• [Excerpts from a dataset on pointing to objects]
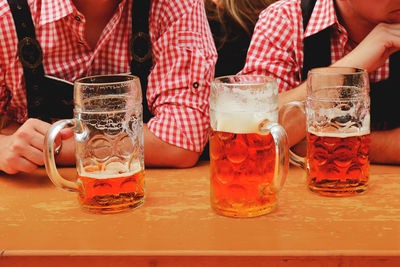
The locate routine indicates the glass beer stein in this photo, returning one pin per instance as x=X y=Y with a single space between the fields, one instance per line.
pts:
x=338 y=131
x=108 y=131
x=248 y=148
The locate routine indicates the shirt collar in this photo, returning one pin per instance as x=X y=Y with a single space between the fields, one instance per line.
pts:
x=322 y=17
x=51 y=11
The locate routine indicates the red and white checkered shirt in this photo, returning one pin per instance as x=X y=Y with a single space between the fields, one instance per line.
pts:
x=276 y=48
x=183 y=61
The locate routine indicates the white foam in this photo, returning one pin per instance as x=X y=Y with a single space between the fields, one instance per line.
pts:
x=339 y=134
x=112 y=170
x=240 y=122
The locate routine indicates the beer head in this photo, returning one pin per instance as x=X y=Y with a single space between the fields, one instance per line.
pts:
x=238 y=104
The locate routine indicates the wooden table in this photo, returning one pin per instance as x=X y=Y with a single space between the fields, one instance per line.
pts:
x=44 y=226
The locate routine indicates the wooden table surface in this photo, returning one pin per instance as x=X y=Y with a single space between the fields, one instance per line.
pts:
x=41 y=225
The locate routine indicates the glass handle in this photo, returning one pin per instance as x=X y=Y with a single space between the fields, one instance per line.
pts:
x=282 y=151
x=49 y=158
x=293 y=157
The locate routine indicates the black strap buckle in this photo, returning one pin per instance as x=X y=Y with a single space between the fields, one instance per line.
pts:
x=140 y=45
x=30 y=53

• [Written instruction]
Print the lines above exactly as they appear, and leave out the pictures.

• [Output for this exercise]
The locate routine indicates the glass beer stein in this photo, returning one pin per instance as x=X y=Y with a single space between the fields, one instance per line.
pts:
x=338 y=131
x=108 y=131
x=248 y=148
The locate routine indicates the shirt collar in this photo, returning one pin per instance as x=X y=Y with a single space between the fields, one instance per line.
pts:
x=322 y=17
x=51 y=11
The locate routine indicates the red and white checkered shirt in this photo, returning one pin per instance as x=X y=Y with a single space between the fields, one instance per line.
pts:
x=276 y=48
x=183 y=61
The locate routine indicates the white foam in this photo, returning one pin per instance as x=X y=Y with a single space between the fields, one instance per line.
pts:
x=339 y=134
x=112 y=170
x=240 y=122
The locate routine indicates the beer head in this photo, returning one pin per instance as x=X y=Y with a single space between the fields, one instance per line.
pts:
x=238 y=104
The locate routine indicates the wooden table in this photo, returning one pin per instance as x=X y=Y with a single space between the fields, one instance per line.
pts:
x=44 y=226
The locate routine indicates the wooden table surface in this photo, returning one pin per instance as x=X y=Y with a single space between the fields, one instance per line.
pts:
x=41 y=225
The locate routine indicates the glass handle in this photo, returning one pin per instance as x=X y=Y with a single space between the fields, one instance per line.
pts:
x=282 y=151
x=49 y=158
x=293 y=157
The locate routine indicates the black strap buckle in this photo, returning one pin per instance as x=X y=Y with a single space between the fields, one instance per line.
pts:
x=140 y=45
x=30 y=53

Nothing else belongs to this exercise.